— Start of EXTRACTED TEXT —

Diversity Training has become a hot topic in the last few years – both popular and controversial. Diversity means different things to different people, from race to religion to sexual orientation to social status.
Long hailed as a melting pot of cultures, America is home to millions of immigrants. Depending on who you ask, one-third to almost one half of U.S. students are considered racial or ethnic minorities. In this changing educational landscape, teachers are challenged with creating inclusive classrooms where students of all backgrounds feel represented and welcomed.
This resource explores how teachers can build an inclusive multicultural learning environment. Their idea is that multicultural education is not a task to be done or even an end goal to be accomplished. Instead, they look at it as an approach to education that aims to include all students, promote learning of other cultures, and teach healthy social skills in a multicultural setting.
Teaching Tolerance, part of the Tolerance.org web site, serves as a clearinghouse of information about anti-bias programs and activities. Their goal is to present some of the more innovative, useful initiatives found to date. Teaching Tolerance also produces and distributes free anti-bias materials for classroom use.
California Newsreel provides training videos for both student and Faculty/staff use. Several of the videos are accompanied by excellent Facilitator Guides that can help integrate your screenings into a larger, well-defined process of critical inquiry and action.

— End of EXTRACTED TEXT —
— Start of MATERIAL —

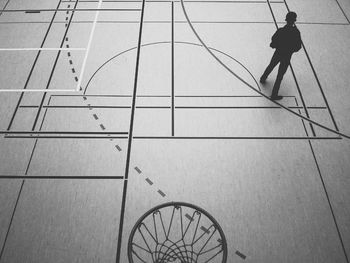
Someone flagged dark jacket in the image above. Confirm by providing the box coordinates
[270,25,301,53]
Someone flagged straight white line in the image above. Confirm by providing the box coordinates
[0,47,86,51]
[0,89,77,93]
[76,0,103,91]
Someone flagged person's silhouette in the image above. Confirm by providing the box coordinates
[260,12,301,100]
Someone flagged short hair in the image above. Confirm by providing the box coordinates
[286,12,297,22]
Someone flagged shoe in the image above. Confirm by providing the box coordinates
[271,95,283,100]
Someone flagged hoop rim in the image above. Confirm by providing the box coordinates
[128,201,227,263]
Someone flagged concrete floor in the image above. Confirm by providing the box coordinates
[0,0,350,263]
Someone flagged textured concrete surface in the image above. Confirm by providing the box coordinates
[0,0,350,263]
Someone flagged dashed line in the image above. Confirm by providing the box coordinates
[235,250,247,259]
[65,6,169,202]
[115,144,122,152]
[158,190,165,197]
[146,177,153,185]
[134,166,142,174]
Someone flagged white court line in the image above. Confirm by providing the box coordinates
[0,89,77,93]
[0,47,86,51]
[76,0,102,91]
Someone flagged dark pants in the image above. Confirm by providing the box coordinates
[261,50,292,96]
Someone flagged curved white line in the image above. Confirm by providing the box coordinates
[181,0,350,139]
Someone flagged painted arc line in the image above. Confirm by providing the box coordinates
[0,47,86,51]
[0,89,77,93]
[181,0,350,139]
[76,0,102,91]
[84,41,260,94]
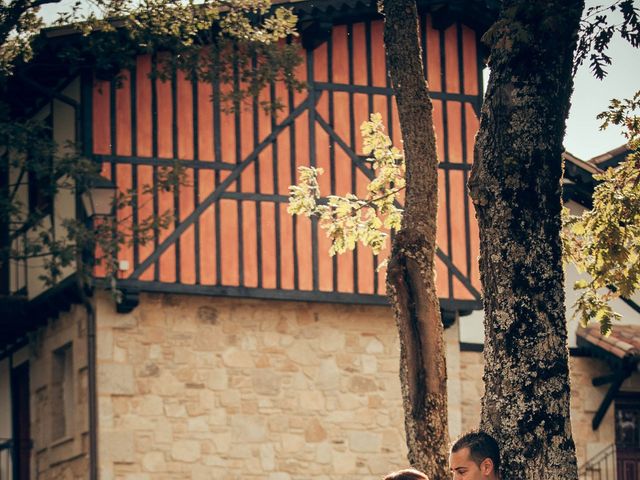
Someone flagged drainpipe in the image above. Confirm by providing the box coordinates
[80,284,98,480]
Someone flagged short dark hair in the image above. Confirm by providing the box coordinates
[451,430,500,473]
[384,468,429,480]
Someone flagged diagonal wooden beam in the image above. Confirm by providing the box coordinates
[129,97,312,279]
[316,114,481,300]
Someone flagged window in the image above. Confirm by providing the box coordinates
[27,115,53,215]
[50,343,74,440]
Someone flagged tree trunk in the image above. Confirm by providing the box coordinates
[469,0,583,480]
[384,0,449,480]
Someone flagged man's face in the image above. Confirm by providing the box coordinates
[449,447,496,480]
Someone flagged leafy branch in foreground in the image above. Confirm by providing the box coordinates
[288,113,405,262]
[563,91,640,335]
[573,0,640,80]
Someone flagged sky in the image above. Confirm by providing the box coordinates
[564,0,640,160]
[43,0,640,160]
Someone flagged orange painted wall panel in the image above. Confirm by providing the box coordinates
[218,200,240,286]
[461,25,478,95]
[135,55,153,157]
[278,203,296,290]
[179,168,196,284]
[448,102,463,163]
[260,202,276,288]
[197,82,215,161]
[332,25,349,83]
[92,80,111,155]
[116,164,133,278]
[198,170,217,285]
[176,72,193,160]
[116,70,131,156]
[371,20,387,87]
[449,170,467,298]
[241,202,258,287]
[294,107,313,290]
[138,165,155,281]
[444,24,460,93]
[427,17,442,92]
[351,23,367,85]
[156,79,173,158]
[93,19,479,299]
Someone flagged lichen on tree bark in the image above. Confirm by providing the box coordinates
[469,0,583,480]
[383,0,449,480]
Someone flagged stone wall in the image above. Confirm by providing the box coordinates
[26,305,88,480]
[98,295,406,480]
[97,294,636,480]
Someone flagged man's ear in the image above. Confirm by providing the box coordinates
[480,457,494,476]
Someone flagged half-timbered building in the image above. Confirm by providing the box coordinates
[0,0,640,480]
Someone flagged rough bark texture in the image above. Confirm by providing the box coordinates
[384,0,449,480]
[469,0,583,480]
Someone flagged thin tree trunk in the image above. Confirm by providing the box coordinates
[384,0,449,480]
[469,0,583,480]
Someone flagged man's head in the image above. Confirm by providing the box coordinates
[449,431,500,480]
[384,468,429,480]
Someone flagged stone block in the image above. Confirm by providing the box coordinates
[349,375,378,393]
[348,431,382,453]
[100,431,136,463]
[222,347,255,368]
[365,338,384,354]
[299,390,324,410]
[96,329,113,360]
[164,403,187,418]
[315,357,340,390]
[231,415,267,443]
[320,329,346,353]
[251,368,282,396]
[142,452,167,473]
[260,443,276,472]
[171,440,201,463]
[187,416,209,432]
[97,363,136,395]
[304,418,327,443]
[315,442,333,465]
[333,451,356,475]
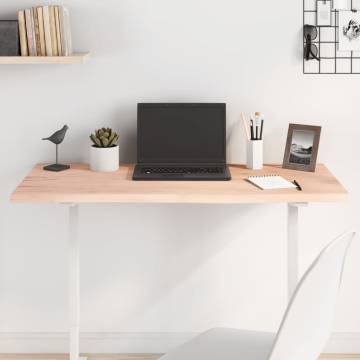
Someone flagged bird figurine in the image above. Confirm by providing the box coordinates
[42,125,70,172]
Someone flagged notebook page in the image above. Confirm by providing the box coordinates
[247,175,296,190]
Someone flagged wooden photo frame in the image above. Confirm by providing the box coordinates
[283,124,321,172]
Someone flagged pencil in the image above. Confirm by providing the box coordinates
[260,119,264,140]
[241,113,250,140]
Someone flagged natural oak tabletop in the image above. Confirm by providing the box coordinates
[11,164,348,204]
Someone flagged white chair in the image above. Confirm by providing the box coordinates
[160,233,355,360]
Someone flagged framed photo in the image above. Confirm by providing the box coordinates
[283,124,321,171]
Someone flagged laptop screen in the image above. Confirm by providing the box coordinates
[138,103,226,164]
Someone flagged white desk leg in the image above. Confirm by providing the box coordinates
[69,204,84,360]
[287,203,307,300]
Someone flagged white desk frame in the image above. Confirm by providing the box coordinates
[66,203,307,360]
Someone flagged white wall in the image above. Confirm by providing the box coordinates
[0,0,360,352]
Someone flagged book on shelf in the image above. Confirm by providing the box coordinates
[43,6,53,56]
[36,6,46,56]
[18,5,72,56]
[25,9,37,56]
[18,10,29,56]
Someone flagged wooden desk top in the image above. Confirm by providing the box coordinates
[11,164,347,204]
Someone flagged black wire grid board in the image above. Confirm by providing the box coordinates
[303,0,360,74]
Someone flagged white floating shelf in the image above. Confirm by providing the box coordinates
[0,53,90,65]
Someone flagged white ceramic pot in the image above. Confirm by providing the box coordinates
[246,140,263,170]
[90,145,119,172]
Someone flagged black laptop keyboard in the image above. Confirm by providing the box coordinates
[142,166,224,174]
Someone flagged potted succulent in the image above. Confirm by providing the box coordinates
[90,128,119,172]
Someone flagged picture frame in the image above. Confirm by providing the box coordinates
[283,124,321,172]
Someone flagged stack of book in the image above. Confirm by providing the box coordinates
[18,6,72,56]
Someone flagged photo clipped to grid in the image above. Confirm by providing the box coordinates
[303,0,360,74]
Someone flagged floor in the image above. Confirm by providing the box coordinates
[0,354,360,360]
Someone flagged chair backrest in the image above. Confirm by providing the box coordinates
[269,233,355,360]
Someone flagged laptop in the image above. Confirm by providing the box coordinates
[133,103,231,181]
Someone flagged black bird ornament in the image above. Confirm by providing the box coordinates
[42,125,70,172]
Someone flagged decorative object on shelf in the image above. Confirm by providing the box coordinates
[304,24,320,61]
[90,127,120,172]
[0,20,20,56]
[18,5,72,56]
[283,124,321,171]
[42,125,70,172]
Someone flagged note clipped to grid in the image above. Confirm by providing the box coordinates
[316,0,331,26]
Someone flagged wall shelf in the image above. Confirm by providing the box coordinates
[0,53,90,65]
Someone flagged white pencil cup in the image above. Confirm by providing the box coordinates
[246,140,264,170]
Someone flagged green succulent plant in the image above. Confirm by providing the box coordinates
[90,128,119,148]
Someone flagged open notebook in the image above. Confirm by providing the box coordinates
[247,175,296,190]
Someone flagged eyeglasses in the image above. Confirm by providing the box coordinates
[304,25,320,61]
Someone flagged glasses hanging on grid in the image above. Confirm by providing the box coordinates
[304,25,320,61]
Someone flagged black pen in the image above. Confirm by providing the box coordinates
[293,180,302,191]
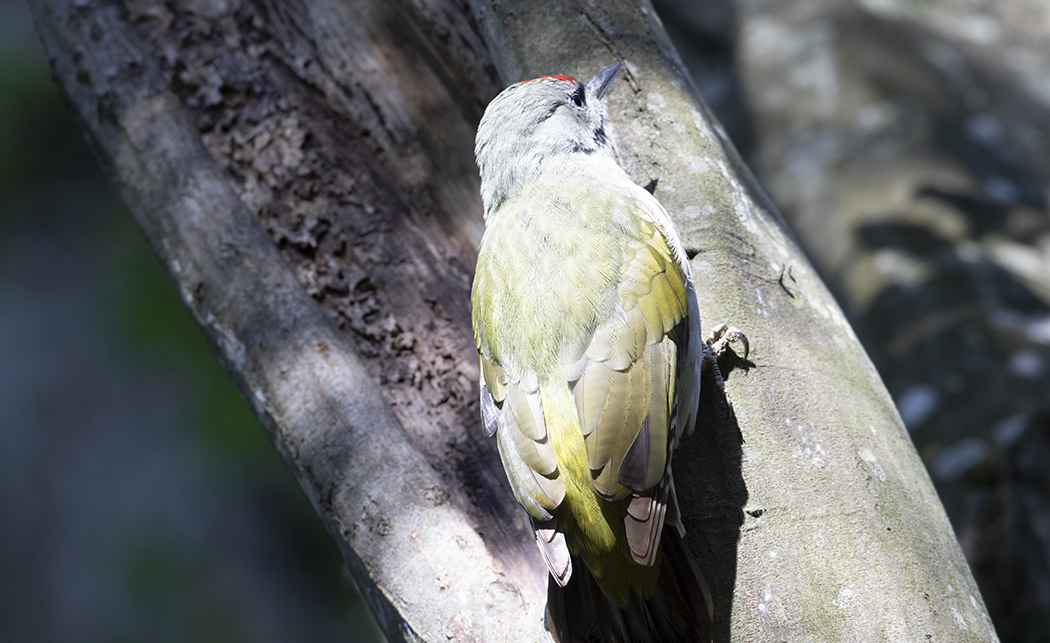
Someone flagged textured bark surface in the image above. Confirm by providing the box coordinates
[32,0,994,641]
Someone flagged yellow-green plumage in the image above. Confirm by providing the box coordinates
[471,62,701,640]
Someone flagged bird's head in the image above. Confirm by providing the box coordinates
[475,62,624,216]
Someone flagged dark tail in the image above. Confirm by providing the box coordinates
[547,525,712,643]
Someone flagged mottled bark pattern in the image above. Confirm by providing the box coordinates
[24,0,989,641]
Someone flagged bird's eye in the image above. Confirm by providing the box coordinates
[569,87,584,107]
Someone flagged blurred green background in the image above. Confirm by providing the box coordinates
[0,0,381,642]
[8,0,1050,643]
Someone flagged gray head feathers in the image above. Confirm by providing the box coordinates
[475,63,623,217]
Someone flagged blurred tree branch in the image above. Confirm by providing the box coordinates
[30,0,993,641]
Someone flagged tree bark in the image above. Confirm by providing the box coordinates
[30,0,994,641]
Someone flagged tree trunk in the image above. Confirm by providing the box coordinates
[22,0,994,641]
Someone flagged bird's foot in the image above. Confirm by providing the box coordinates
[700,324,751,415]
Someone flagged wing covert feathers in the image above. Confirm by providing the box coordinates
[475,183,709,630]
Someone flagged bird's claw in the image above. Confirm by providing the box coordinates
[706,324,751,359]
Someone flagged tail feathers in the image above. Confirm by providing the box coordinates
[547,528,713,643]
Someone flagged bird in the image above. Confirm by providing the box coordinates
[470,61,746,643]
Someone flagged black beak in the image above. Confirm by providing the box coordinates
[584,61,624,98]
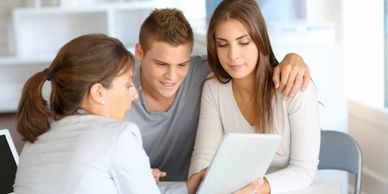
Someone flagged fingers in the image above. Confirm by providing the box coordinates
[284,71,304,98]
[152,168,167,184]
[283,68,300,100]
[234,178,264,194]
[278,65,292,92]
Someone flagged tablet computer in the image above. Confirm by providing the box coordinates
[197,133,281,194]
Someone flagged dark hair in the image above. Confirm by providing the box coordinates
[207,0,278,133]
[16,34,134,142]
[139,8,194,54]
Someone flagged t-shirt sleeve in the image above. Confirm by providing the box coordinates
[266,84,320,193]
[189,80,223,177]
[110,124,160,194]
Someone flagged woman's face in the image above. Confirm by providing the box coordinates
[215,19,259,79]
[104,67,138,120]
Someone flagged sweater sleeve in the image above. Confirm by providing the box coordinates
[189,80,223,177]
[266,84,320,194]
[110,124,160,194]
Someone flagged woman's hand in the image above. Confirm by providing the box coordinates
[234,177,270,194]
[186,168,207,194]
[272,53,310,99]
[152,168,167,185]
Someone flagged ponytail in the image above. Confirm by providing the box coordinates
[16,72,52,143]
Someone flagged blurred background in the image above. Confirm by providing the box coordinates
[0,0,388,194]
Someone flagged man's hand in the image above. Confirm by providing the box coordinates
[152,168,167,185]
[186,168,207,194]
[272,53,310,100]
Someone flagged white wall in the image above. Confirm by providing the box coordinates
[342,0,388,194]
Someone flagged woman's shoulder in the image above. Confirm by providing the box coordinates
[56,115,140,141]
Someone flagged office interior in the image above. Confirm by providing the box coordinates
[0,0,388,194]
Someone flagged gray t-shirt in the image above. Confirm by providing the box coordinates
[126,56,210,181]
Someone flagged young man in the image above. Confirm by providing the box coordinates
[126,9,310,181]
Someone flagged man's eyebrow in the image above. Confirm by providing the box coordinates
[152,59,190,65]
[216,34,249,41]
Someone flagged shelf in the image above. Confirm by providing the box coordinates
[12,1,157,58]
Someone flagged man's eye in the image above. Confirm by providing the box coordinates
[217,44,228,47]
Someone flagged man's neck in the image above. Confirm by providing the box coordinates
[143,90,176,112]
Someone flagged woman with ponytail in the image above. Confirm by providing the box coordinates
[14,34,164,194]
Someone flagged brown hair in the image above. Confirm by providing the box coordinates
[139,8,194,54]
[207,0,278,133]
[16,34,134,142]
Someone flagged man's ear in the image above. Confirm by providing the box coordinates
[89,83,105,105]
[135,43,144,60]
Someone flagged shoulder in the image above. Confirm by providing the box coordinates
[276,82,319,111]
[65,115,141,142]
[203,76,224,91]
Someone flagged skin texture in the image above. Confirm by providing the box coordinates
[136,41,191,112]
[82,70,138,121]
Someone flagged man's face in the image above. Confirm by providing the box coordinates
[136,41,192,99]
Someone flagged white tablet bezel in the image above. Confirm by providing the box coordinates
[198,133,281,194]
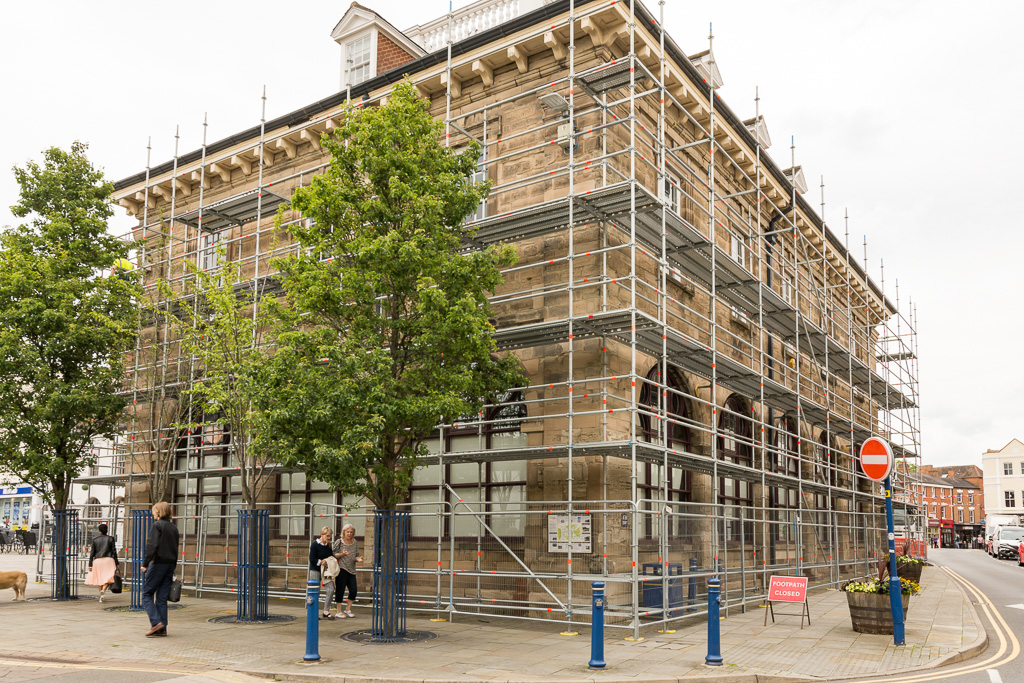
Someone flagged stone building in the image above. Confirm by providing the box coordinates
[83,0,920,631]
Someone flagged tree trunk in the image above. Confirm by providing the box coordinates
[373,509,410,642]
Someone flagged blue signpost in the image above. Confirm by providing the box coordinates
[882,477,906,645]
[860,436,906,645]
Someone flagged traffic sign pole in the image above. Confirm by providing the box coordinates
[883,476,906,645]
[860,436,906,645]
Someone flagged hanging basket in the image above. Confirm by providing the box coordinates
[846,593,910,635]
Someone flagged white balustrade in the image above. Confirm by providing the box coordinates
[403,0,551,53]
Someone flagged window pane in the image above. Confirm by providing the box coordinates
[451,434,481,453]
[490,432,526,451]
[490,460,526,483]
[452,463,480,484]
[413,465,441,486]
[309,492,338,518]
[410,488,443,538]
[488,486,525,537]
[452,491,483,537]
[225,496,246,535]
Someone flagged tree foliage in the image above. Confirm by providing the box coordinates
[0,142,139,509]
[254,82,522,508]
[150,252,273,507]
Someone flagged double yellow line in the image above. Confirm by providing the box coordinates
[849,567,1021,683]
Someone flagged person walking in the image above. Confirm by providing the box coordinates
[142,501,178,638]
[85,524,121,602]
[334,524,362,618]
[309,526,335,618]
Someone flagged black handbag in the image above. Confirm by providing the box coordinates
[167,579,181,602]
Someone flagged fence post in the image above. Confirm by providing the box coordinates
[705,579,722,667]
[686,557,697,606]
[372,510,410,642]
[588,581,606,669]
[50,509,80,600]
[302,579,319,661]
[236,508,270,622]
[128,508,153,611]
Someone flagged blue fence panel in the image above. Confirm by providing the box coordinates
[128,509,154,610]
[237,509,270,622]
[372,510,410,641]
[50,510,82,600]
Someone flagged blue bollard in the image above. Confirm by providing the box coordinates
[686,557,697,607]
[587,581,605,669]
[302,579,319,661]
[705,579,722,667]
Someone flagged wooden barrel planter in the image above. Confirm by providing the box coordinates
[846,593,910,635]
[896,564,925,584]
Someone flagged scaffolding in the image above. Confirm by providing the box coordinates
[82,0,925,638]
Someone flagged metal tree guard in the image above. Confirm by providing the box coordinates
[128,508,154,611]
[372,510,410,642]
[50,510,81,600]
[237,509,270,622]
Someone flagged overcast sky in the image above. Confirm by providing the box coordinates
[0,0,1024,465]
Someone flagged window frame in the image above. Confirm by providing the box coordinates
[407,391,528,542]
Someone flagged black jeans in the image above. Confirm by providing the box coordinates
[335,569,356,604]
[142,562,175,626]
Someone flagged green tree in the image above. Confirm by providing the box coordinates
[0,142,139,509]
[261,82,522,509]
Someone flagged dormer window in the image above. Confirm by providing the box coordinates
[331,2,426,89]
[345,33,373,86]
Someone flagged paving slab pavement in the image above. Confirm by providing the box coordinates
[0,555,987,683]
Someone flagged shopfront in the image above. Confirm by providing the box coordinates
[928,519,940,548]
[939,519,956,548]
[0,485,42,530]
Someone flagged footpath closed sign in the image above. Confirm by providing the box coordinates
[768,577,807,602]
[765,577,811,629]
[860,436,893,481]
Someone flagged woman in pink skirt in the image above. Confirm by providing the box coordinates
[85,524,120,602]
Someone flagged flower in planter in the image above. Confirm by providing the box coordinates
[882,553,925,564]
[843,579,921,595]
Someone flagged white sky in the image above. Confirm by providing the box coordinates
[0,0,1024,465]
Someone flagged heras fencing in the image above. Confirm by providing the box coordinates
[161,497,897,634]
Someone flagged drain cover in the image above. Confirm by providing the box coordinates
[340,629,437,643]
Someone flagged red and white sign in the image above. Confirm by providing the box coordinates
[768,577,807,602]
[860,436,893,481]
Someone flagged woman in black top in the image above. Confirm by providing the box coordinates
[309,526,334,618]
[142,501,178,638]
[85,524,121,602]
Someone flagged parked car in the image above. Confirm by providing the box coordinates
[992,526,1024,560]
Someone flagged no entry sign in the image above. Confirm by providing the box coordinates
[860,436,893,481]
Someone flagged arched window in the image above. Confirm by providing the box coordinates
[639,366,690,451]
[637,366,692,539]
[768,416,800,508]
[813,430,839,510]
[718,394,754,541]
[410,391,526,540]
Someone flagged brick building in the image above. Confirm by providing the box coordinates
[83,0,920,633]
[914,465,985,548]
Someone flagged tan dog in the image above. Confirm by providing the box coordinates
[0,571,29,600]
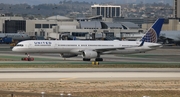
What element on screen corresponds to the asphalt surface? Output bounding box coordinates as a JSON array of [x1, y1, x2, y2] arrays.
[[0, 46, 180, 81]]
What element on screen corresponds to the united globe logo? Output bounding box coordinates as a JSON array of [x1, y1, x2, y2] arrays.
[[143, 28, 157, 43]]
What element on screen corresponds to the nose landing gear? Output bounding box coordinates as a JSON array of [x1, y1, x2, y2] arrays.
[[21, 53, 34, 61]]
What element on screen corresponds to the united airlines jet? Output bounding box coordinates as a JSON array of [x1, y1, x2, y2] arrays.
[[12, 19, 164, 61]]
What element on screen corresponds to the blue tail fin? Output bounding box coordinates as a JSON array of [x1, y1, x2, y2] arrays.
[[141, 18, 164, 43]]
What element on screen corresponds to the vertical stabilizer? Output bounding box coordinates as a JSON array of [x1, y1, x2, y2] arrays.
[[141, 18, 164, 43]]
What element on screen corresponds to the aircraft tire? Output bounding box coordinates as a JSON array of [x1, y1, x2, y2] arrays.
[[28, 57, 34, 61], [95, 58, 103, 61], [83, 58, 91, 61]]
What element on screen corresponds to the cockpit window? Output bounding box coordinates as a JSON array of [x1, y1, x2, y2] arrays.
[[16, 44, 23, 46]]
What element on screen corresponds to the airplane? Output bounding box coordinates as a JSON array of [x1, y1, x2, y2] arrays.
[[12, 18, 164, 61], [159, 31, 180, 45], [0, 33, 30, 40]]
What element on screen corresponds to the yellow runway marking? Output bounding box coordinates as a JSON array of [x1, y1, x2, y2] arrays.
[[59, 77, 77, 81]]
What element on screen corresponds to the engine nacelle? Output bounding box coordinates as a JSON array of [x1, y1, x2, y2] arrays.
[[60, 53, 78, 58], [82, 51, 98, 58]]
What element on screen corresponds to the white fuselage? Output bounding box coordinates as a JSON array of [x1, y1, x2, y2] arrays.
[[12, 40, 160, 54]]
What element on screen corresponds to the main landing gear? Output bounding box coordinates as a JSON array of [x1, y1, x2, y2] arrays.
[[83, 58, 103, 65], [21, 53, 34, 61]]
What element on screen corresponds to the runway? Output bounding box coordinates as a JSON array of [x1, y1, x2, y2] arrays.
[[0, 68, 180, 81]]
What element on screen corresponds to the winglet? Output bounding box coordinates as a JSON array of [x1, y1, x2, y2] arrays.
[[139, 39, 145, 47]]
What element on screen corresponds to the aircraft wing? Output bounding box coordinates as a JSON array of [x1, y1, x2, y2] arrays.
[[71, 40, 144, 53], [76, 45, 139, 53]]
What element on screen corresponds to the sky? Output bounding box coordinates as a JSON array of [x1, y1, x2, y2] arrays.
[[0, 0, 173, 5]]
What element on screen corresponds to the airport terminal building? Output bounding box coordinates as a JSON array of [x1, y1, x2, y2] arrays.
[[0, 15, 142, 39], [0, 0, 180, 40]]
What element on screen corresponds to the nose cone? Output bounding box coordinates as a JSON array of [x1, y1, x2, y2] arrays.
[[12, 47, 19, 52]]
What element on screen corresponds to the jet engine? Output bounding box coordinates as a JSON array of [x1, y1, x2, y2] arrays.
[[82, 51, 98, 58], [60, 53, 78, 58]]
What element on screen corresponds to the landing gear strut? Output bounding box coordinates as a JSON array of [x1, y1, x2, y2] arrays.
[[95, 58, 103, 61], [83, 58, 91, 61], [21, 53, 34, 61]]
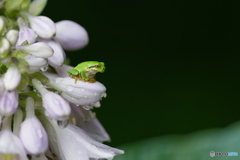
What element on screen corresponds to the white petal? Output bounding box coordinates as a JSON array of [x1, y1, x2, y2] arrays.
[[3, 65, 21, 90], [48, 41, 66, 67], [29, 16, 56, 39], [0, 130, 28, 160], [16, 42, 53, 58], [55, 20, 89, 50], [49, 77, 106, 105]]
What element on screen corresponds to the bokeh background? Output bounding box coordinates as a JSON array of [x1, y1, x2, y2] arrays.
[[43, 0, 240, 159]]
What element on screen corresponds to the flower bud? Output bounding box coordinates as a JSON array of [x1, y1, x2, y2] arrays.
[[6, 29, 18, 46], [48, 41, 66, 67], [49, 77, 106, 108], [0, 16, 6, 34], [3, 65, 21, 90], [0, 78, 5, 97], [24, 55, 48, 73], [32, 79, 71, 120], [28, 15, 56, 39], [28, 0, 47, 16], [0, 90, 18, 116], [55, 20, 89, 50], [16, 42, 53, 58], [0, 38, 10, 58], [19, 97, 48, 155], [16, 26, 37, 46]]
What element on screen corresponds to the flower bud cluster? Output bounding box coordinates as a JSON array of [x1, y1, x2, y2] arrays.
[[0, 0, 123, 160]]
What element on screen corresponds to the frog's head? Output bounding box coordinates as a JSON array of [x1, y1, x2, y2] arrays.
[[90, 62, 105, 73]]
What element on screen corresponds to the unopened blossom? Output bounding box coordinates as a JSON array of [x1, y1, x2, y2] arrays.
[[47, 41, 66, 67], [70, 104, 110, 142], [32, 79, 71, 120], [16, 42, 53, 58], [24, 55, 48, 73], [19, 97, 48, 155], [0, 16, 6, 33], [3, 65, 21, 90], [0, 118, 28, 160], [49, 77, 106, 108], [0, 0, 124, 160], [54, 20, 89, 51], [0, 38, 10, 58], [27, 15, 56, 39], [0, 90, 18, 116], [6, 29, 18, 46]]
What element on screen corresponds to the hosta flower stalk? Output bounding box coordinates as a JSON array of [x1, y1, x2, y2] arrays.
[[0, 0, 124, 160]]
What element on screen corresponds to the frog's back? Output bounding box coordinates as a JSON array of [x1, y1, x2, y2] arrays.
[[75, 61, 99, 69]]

— End of MATERIAL —

#### [PROBLEM TO WORK ON]
Quote the part of the diversity training text that opens with the words containing "This resource explores" and closes with "for classroom use.". You won't need the listing at all.

#### [SOLUTION TO THIS PROBLEM]
This resource explores how teachers can build an inclusive multicultural learning environment. Their idea is that multicultural education is not a task to be done or even an end goal to be accomplished. Instead, they look at it as an approach to education that aims to include all students, promote learning of other cultures, and teach healthy social skills in a multicultural setting.
Teaching Tolerance, part of the Tolerance.org web site, serves as a clearinghouse of information about anti-bias programs and activities. Their goal is to present some of the more innovative, useful initiatives found to date. Teaching Tolerance also produces and distributes free anti-bias materials for classroom use.